* Phrase grounding data:

+---+

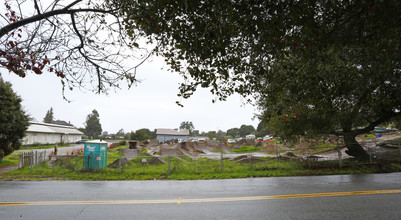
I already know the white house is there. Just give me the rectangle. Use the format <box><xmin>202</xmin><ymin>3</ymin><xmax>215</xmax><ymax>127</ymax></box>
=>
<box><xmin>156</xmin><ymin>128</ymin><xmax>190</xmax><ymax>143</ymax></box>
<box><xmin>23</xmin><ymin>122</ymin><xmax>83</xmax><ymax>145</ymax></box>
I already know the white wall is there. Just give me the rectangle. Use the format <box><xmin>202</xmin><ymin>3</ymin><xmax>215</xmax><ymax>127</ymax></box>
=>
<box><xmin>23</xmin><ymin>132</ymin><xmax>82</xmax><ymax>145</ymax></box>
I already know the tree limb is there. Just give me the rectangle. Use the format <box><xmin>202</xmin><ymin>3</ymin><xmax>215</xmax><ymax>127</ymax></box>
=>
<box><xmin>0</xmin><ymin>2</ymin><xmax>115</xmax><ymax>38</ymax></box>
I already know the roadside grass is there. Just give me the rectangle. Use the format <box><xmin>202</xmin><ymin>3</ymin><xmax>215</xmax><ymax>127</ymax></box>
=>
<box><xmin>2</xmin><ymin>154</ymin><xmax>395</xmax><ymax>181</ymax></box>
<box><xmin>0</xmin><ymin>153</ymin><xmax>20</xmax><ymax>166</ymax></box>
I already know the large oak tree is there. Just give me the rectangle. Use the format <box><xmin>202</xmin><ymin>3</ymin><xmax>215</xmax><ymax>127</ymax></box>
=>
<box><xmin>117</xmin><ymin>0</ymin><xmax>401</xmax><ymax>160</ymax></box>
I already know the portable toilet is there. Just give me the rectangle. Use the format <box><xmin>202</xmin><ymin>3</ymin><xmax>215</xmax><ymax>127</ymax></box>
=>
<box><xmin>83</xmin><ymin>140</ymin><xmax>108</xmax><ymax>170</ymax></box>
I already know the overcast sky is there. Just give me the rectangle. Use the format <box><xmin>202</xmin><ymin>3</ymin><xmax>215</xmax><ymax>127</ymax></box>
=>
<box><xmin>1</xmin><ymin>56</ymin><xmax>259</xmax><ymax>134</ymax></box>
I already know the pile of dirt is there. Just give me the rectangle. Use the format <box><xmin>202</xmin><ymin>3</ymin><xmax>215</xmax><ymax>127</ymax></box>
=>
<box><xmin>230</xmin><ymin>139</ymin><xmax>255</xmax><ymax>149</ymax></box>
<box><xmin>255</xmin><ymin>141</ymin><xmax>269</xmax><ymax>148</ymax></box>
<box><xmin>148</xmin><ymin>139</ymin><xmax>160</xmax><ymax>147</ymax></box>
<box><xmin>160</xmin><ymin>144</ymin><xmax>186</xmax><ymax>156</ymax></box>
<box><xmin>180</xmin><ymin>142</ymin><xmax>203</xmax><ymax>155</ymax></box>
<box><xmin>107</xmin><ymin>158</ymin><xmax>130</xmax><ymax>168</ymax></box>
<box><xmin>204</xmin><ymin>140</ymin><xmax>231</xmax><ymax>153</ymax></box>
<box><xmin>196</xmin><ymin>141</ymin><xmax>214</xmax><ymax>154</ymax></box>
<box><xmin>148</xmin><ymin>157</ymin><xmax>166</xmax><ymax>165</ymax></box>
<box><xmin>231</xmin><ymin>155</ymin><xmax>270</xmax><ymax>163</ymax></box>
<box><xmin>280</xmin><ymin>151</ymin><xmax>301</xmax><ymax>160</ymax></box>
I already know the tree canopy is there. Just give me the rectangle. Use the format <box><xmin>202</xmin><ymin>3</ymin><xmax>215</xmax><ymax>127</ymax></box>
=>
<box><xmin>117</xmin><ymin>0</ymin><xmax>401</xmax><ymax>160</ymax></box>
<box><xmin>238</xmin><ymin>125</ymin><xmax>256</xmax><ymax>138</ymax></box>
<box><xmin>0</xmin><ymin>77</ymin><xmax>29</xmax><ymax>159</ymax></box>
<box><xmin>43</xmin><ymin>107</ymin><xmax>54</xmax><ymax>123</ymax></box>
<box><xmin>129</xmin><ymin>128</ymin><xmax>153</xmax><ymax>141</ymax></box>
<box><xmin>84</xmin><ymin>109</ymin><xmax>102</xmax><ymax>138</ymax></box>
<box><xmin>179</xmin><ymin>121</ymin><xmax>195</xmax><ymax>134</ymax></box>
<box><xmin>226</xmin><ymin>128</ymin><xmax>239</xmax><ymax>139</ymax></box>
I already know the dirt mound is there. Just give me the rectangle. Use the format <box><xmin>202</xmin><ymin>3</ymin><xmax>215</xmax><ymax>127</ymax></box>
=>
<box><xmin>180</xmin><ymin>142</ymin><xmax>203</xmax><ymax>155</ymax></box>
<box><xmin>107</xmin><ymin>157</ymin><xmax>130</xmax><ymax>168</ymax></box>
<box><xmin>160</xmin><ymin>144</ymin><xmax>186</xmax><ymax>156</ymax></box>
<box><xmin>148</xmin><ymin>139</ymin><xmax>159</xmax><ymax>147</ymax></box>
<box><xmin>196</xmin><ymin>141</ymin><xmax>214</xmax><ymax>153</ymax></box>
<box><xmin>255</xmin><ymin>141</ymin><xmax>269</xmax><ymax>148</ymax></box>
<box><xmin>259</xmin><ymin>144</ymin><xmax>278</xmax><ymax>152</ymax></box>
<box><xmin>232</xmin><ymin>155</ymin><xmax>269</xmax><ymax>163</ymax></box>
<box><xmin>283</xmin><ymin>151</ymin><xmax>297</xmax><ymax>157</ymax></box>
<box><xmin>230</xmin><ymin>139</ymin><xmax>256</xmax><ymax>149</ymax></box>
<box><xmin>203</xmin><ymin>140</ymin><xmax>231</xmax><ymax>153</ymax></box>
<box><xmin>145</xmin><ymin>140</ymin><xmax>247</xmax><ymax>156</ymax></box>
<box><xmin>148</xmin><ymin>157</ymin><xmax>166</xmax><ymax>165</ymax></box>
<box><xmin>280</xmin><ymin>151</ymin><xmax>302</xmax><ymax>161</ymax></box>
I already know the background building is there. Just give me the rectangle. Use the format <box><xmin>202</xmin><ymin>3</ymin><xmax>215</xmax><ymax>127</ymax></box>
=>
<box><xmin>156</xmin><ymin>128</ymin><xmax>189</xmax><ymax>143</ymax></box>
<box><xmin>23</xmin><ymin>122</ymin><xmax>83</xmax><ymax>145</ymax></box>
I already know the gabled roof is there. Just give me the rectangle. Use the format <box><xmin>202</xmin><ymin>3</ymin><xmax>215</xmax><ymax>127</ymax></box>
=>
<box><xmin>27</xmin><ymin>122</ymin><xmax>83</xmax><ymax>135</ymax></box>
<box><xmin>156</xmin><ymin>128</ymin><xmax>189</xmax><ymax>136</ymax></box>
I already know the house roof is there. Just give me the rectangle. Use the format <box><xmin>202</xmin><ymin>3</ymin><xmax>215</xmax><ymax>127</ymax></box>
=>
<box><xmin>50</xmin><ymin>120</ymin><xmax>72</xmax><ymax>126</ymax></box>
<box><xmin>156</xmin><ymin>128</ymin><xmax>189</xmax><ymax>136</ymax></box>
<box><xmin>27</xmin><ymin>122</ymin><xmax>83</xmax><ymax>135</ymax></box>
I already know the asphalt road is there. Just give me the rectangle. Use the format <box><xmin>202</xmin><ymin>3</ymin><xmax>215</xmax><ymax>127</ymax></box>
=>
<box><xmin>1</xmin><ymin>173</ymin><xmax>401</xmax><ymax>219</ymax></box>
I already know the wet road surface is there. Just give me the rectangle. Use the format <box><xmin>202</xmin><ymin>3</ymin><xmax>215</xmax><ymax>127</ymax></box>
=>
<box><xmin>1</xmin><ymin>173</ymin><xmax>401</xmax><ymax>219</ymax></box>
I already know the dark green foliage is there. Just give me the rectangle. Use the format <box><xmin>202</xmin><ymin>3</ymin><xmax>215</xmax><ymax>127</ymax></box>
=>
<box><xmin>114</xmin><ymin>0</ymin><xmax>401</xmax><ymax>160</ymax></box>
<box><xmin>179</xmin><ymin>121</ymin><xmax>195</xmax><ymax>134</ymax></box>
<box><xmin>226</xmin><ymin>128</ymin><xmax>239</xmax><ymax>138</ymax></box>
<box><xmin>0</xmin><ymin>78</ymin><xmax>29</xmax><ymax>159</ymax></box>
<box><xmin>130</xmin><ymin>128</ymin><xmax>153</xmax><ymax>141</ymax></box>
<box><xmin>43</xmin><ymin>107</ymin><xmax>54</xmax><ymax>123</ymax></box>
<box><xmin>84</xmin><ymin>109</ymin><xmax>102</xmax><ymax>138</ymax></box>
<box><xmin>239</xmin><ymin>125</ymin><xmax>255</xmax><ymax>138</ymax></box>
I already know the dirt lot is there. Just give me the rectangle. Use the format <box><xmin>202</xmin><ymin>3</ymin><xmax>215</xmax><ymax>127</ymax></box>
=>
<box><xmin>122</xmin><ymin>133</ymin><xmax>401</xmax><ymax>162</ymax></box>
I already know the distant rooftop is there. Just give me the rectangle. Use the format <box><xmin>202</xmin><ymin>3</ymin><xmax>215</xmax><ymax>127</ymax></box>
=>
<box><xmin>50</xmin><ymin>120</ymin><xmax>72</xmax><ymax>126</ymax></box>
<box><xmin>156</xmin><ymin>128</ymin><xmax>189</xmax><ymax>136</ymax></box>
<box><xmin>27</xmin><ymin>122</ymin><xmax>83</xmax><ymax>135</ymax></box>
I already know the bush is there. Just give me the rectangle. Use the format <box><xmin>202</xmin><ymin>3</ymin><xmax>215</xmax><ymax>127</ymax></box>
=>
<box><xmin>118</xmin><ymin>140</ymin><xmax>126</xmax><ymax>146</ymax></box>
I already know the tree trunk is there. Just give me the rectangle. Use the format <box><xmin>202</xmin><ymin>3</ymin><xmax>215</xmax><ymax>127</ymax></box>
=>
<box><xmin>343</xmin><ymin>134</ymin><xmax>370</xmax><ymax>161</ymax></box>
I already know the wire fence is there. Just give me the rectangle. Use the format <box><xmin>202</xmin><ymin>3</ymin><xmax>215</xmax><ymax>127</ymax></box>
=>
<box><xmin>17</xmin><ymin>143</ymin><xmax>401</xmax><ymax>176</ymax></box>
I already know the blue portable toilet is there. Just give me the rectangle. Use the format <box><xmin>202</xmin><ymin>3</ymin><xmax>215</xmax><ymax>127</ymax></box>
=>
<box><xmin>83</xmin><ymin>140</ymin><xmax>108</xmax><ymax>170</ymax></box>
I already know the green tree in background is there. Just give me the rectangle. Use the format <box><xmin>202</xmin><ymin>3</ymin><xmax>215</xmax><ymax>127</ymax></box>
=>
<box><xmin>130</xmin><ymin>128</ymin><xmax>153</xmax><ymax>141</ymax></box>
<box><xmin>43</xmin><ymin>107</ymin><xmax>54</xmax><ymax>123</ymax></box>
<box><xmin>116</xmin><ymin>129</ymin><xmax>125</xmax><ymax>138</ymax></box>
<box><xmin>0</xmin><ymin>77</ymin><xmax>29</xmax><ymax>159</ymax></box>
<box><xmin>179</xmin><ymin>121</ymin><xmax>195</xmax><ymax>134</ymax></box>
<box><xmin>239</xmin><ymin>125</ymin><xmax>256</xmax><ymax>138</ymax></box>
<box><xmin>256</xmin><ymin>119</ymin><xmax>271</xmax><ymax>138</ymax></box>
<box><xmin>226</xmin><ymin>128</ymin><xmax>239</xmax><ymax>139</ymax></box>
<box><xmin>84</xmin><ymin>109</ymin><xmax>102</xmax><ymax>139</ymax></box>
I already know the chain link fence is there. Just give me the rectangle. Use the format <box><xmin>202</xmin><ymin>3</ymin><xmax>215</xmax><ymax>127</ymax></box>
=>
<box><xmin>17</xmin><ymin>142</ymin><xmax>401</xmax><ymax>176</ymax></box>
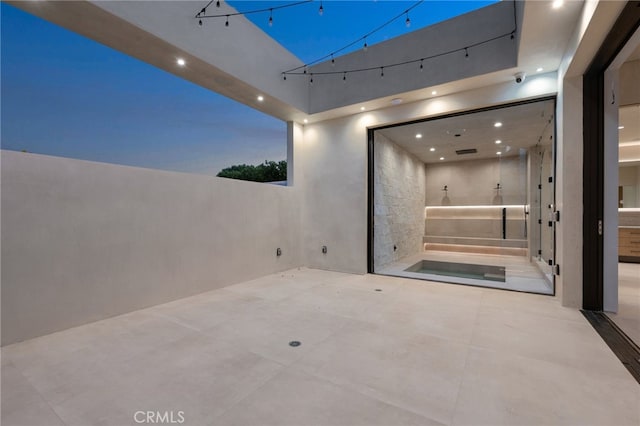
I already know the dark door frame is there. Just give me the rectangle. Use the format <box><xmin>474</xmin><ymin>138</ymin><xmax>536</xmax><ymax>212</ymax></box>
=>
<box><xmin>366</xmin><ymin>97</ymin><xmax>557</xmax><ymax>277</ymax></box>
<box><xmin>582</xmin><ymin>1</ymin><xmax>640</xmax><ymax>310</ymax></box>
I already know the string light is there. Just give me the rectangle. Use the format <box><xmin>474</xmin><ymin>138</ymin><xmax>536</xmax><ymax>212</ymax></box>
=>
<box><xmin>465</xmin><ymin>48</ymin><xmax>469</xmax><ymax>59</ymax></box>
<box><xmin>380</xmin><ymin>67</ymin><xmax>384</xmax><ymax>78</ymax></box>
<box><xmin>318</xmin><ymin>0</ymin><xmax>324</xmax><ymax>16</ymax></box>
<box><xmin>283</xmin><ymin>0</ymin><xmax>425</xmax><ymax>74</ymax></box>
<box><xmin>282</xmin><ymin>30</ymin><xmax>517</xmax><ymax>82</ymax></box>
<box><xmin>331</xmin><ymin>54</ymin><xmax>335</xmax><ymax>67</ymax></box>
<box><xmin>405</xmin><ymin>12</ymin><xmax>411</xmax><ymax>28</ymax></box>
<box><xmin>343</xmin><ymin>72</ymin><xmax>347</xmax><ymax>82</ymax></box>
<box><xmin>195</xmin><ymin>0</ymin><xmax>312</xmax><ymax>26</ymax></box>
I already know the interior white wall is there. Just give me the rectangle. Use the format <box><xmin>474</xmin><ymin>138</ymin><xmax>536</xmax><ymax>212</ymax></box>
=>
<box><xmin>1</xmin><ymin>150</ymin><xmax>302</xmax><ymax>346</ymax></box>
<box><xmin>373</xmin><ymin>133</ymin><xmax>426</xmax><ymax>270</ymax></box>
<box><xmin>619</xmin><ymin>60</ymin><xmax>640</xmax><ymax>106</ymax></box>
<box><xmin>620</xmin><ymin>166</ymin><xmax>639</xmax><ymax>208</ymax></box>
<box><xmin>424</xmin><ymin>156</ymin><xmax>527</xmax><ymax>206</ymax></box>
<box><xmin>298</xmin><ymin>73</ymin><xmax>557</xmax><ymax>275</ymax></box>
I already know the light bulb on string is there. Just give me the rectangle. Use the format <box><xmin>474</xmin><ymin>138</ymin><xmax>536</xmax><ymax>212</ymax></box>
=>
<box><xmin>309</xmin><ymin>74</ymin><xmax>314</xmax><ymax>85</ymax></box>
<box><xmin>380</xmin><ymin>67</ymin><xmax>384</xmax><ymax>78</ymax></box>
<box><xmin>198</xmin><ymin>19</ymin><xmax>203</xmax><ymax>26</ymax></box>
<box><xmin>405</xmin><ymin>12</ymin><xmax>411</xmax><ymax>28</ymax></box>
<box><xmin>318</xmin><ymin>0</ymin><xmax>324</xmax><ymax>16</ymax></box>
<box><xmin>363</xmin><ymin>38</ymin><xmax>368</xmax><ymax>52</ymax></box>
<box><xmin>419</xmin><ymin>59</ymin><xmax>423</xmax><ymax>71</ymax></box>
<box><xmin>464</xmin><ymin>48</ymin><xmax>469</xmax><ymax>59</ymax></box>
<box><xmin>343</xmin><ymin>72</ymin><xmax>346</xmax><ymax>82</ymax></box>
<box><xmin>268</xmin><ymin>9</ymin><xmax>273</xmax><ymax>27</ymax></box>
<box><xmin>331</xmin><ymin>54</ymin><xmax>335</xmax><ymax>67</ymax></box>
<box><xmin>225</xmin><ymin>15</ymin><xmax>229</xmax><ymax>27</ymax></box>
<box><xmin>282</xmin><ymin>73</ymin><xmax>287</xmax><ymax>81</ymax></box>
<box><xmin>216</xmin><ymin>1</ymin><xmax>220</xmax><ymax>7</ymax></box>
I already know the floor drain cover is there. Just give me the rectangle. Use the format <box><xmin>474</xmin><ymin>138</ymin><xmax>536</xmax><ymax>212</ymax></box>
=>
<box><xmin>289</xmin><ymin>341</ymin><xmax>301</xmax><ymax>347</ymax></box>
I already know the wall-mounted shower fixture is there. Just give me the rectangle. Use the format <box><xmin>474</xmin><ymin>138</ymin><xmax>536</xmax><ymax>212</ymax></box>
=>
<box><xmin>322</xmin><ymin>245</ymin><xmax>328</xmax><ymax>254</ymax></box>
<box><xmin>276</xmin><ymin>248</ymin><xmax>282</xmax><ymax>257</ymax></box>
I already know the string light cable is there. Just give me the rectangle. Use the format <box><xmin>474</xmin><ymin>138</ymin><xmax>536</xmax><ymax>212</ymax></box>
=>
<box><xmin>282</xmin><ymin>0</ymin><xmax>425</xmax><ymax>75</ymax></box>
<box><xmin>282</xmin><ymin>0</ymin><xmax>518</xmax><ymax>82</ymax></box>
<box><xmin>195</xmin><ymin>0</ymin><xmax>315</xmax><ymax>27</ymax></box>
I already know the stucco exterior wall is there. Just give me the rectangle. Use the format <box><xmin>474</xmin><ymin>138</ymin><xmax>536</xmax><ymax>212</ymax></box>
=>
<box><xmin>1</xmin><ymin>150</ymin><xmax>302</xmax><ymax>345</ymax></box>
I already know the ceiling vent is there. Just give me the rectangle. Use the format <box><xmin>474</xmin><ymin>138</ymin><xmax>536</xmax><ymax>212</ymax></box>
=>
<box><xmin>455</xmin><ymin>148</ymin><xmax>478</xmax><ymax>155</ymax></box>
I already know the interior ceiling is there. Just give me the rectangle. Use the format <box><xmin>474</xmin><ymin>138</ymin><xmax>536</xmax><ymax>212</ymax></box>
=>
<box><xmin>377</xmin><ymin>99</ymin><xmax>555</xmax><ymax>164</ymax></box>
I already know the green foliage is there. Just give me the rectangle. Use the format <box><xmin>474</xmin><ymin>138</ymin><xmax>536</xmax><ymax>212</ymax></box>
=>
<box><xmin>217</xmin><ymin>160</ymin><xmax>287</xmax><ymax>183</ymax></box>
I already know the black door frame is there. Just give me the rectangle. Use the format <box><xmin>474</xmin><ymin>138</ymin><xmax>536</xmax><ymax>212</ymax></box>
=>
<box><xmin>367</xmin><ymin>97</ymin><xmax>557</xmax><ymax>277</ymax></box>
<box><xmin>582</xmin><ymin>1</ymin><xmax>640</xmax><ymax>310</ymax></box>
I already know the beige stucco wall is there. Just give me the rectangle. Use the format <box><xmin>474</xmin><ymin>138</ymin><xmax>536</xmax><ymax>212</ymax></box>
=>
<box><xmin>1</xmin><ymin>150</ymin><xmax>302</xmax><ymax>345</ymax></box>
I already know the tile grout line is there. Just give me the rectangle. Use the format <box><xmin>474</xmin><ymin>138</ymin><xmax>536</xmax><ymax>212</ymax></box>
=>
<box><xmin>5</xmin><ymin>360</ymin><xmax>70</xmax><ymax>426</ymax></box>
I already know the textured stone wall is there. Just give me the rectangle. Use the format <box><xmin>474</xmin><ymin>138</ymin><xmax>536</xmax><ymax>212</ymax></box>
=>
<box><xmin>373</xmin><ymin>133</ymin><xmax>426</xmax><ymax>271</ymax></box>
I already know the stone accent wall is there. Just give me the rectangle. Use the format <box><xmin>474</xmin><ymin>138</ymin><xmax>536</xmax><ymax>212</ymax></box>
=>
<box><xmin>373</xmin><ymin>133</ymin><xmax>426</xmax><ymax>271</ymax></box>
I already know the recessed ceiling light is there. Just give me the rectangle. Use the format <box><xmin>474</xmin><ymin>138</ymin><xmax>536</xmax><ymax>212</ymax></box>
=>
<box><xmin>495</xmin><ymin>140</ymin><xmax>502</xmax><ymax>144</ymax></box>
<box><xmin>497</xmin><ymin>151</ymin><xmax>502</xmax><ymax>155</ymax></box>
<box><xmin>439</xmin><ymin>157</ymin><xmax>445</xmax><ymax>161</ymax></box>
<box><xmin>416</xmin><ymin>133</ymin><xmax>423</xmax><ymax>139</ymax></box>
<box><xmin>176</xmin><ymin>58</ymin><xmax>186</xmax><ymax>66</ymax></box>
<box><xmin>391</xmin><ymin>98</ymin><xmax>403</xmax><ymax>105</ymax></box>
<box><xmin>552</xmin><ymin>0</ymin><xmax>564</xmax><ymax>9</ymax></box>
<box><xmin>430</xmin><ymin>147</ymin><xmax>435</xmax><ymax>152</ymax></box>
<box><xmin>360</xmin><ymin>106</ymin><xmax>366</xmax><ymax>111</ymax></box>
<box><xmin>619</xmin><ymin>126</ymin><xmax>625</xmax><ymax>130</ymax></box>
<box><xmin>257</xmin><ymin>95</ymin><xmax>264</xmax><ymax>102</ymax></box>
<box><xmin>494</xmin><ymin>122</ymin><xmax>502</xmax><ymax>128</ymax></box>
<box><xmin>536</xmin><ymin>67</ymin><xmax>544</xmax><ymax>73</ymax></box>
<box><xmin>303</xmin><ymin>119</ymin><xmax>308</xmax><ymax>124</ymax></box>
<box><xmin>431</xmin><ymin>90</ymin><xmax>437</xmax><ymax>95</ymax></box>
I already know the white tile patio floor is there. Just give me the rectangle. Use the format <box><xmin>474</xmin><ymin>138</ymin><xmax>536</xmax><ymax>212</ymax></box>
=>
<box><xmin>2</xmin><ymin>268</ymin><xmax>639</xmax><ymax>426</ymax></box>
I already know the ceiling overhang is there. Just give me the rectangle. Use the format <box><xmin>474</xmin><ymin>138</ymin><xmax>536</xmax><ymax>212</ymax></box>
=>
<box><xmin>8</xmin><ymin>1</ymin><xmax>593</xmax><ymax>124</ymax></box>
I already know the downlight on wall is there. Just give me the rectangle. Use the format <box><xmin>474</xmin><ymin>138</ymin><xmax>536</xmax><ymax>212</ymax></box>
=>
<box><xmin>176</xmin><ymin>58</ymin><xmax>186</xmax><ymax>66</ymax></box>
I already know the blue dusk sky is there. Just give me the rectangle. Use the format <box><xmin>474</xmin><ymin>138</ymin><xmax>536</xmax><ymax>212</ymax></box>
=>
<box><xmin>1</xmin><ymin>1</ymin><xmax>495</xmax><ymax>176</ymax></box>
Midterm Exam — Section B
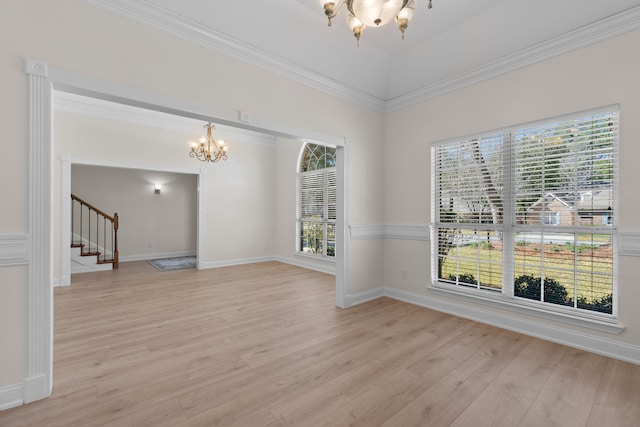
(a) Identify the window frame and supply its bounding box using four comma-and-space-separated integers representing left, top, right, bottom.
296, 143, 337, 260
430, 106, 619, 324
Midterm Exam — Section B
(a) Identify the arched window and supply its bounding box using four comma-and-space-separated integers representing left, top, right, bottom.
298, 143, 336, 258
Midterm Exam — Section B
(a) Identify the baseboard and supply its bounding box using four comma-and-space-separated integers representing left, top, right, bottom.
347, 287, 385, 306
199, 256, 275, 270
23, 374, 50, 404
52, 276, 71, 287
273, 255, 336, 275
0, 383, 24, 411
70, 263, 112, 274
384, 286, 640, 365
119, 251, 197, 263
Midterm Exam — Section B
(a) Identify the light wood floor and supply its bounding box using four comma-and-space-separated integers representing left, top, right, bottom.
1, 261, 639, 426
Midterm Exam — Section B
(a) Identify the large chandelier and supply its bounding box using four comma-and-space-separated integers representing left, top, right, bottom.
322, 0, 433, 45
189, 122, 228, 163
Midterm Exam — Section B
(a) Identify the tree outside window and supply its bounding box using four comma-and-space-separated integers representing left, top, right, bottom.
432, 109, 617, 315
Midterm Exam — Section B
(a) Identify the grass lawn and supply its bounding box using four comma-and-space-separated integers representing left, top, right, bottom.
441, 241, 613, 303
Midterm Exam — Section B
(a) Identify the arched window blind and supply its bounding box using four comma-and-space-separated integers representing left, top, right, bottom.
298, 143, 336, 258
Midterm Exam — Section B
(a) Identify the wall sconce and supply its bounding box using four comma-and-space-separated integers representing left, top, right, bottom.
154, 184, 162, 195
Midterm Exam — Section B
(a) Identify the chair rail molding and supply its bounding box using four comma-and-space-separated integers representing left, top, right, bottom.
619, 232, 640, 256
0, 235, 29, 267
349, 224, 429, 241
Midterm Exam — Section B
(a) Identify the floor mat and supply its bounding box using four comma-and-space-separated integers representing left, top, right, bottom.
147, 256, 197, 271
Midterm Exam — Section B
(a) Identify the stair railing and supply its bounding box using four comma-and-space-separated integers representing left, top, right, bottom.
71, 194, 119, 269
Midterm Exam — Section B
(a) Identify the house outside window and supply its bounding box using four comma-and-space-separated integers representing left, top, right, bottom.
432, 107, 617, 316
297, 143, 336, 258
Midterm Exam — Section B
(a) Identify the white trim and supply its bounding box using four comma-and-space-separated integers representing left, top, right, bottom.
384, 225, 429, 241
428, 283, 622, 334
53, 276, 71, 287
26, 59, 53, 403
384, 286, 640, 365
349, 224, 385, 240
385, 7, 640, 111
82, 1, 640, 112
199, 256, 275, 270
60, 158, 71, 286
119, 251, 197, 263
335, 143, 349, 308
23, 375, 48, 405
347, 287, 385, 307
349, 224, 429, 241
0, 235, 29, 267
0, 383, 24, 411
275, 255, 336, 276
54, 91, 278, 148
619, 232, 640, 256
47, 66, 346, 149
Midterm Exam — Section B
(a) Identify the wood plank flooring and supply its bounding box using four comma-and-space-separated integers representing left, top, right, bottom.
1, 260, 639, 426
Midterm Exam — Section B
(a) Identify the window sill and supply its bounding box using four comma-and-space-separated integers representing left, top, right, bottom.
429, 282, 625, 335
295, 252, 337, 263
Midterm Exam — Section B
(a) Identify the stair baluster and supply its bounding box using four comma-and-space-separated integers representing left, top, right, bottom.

+---+

* Instructions to follow: Lines holding the string "stucco" must be copied out of the entries above.

* Answer below:
I already know the stucco exterior wall is there. Just give me the rectangle. Use the format <box><xmin>474</xmin><ymin>138</ymin><xmax>536</xmax><ymax>212</ymax></box>
I already know the beige stucco wall is there. Just give me the rectangle. Use the format <box><xmin>474</xmin><ymin>138</ymin><xmax>536</xmax><ymax>212</ymax></box>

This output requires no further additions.